▶ [TASK INSTRUCTIONS]
1. In the news article on mental health support in DeKalb County schools, copy out the passage from "A renewed focus" up to and including "into the classroom.".
2. Carry on the news article about mental health resources in DeKalb County schools, picking up right after its final sentence.

▶ [PASSAGE PROVIDED]
>>
DEKALB COUNTY, Ga. — As school districts are preparing for the upcoming school year, President Joe Biden is working to put more mental health resources in schools. Mental health is also top of mind for many school administrators.
Dr. Vasanne Tinsley is getting ready to start her first full school year as Interim Superintendent of DeKalb County Schools. She expects to find thousands of students and staff trying to overcome struggles experienced during the summer and an eventful two years of the COVID-19 pandemic.
“We have to address the things that have happened with our students," Tinsley said. "Talk about anxiety, talk about the time they were away from friends and peers.”
A renewed focus on mental health has defined 2022 in Georgia. Gov. Brian Kemp signed the Mental Health Parity Act in April. The law, now in effect, eases access to mental health care in Georgia. The state also devoted millions to mental health care in the latest budget. Now, more funding at the federal level could bring much-needed resources into the classroom.
<<
(Natural-language object grounding data)
>>
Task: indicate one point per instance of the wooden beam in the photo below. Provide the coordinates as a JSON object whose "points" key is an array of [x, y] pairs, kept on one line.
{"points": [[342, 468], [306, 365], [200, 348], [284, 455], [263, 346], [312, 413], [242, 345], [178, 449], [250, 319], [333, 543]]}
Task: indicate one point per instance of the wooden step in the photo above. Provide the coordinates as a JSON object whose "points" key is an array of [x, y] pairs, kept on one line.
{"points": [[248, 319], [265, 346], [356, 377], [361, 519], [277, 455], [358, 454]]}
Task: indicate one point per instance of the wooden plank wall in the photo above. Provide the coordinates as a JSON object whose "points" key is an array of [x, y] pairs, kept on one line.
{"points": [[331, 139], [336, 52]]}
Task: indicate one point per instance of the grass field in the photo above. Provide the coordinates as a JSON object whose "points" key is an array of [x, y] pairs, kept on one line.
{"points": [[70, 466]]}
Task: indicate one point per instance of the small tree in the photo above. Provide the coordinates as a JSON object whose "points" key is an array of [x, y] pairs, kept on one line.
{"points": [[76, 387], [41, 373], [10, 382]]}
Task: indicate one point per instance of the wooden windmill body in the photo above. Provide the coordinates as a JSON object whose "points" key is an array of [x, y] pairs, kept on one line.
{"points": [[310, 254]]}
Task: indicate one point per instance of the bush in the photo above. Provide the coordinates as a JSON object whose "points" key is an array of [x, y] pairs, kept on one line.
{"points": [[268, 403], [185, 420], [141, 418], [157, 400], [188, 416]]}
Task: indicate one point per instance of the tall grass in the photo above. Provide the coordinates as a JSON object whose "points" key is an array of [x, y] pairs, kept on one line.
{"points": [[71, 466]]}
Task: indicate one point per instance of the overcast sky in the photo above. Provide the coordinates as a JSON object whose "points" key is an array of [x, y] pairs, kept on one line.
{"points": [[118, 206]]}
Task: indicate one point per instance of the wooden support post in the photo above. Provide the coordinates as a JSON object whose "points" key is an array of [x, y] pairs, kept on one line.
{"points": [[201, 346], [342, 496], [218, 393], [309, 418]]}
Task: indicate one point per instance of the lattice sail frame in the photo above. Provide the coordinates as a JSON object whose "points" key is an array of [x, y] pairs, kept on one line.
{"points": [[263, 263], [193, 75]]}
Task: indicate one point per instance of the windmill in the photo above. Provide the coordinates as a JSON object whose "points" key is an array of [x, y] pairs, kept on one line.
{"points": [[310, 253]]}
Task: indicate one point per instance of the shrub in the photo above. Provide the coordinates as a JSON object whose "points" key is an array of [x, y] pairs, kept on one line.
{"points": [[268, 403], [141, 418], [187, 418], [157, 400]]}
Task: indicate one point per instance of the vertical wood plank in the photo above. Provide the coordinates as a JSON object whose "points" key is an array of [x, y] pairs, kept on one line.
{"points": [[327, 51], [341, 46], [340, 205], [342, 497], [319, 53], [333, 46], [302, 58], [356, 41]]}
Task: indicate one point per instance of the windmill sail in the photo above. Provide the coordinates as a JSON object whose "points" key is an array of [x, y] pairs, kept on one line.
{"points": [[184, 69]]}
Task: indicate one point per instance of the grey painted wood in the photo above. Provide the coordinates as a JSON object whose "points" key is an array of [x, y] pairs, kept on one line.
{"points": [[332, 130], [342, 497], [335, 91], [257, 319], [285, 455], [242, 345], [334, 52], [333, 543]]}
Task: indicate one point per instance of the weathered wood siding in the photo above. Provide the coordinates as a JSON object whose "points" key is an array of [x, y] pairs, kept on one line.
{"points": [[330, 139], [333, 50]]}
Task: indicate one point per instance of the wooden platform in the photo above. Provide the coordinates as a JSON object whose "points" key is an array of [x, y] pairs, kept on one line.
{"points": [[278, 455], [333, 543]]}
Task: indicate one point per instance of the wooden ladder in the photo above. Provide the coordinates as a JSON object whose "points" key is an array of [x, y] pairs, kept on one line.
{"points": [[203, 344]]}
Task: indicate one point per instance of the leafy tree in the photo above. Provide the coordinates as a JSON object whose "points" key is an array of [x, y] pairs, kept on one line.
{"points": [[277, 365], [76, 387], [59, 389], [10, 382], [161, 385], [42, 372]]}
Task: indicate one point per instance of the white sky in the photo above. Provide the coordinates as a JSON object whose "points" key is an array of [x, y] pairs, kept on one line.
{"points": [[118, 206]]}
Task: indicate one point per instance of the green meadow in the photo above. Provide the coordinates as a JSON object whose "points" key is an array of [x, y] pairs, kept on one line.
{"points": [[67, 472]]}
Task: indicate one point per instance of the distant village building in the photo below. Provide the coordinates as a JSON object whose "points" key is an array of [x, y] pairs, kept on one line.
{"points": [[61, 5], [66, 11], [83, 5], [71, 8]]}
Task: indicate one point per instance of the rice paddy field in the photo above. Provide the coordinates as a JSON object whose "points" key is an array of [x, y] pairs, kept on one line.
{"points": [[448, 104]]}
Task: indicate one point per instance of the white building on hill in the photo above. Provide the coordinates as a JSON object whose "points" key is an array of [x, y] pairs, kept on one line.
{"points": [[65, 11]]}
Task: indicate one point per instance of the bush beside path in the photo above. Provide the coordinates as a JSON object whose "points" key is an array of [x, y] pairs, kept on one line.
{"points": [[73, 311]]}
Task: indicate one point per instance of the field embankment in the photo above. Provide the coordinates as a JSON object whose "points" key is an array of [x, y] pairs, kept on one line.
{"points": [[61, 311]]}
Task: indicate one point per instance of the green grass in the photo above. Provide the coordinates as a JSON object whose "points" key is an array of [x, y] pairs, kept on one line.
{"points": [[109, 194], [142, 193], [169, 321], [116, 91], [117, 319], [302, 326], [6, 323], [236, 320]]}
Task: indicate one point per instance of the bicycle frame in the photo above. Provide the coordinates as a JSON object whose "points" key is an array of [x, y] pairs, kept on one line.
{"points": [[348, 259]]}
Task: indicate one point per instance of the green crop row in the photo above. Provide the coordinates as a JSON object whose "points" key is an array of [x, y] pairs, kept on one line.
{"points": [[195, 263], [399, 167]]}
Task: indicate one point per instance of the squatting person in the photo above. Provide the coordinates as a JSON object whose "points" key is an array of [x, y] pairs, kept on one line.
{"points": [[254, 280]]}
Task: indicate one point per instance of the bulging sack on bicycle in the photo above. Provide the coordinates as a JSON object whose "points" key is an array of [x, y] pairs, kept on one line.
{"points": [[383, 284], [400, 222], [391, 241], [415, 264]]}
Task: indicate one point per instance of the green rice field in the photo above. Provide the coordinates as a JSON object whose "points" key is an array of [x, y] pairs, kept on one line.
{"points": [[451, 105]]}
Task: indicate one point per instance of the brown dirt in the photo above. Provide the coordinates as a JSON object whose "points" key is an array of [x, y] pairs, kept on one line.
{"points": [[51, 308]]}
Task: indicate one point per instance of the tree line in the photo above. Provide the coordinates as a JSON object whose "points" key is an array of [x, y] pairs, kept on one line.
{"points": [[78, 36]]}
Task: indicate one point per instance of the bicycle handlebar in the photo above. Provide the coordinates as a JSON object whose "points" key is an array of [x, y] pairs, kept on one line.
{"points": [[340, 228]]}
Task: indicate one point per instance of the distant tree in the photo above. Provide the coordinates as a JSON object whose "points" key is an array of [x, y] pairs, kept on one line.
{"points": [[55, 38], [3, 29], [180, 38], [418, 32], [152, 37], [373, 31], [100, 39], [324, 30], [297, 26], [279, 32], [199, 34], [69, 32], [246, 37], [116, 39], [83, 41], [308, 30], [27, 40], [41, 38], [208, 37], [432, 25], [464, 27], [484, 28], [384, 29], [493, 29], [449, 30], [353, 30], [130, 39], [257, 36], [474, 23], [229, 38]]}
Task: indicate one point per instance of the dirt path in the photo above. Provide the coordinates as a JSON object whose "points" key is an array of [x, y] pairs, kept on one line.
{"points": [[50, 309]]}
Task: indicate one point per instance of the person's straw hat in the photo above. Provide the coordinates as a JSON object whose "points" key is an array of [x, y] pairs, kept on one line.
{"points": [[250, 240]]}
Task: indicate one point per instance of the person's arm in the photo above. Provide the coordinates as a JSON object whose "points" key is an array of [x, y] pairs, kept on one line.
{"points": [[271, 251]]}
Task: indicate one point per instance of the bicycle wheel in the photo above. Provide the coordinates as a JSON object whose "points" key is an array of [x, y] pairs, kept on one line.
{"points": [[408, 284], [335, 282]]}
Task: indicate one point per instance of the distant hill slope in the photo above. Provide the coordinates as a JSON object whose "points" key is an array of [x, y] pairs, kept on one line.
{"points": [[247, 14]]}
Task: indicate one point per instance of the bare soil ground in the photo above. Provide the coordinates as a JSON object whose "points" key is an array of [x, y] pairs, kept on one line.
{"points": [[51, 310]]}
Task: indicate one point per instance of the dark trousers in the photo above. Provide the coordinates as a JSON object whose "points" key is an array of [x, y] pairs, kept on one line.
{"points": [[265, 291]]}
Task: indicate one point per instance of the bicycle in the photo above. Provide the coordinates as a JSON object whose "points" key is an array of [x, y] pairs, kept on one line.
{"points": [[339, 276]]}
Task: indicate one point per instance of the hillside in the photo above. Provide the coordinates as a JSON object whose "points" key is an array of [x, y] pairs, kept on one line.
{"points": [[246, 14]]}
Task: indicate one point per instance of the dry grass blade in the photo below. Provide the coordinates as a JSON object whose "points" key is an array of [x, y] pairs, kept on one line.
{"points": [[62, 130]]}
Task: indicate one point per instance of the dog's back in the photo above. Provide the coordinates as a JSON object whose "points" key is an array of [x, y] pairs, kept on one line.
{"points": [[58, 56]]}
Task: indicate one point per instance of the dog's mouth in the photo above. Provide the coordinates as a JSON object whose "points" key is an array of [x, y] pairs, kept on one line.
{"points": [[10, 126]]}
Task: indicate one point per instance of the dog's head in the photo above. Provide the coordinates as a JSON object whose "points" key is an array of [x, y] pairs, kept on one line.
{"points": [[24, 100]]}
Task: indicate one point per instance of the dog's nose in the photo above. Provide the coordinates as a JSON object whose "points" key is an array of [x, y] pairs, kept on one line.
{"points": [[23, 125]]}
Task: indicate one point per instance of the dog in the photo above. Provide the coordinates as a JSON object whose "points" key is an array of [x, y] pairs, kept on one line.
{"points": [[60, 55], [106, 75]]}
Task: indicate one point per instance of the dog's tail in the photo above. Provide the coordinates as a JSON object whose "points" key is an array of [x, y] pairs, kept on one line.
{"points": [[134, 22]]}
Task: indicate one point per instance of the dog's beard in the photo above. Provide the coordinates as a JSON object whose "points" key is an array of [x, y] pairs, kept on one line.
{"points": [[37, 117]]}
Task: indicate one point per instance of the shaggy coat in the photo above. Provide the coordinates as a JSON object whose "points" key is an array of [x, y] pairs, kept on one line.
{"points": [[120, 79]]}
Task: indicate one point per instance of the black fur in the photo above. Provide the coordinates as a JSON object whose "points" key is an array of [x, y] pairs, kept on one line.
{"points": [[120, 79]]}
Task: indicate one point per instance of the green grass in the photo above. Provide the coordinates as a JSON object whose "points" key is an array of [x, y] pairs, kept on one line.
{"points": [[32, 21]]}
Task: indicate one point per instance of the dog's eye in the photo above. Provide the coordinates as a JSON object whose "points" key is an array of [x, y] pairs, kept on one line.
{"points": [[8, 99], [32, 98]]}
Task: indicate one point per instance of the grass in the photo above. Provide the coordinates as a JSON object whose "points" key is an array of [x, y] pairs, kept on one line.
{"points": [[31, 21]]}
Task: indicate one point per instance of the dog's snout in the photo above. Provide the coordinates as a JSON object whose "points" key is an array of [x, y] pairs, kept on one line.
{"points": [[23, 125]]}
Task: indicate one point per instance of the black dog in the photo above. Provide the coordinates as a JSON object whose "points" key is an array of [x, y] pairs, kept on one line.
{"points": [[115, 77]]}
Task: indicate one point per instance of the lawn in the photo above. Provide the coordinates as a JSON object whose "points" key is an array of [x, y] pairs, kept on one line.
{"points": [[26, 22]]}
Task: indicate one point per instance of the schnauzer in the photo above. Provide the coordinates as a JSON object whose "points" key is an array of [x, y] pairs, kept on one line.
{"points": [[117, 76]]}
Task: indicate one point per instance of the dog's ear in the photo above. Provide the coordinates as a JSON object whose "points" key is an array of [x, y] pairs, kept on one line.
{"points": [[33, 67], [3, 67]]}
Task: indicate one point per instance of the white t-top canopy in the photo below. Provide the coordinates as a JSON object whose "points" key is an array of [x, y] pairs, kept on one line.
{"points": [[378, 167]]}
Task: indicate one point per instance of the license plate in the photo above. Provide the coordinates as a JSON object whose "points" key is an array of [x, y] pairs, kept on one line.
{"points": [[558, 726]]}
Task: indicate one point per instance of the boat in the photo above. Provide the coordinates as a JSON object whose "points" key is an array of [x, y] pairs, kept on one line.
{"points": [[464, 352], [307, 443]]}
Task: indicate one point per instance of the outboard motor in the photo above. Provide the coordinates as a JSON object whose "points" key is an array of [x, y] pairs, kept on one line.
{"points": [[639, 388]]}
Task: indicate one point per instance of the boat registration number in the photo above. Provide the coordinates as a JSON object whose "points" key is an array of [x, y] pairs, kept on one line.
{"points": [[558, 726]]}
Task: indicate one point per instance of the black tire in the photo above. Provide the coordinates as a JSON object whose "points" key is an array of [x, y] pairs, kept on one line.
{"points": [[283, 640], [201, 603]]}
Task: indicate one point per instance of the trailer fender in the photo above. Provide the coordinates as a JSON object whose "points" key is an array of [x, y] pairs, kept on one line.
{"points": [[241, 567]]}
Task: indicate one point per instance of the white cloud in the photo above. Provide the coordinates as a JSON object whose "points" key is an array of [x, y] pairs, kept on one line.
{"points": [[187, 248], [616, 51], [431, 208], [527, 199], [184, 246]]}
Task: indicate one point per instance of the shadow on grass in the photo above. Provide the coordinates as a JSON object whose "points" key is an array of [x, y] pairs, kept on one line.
<<
▶ [ANSWERS PROVIDED]
1.
A renewed focus on mental health has defined 2022 in Georgia. Gov. Brian Kemp signed the Mental Health Parity Act in April. The law, now in effect, eases access to mental health care in Georgia. The state also devoted millions to mental health care in the latest budget. Now, more funding at the federal level could bring much-needed resources into the classroom.

2.
The Biden administration announced Friday that it would allocate $300 million through the U.S. Department of Education to expand mental health access in schools. As part of the funding, $140 million will go to develop a pipeline for mental health professionals and school-focused training. Another $140 will go to increase the number of mental health providers in schools.
"This funding opportunity is going to help school districts with extra resources and training, just identification for staff members to be able to key into those things students may be exhibiting but not able to express," Tinsley said. "This is something we need to place intense focus on in our society as a whole, and I’m appreciative of the funding that will be released that will allow us to do that.”
Georgia's school-based mental health program, APEX, works with more than 700 schools statewide. Half of those schools are in rural areas. Led by the Georgia Department of Behavioral Health and Development Disabilities, the program partners with the state Department of Education, local school systems, private providers and communities to provide critical mental health services to youth. The state has budgeted $5.6 million to APEX, and several schools will get mental health services for the first time this year.
Tinsley said the current attention on mental health has paved a path for better infrastructure surrounding key services, especially for young people who have possibly experienced the loss of a family member, economic hardship and a long period of time separated from friends and teachers in person.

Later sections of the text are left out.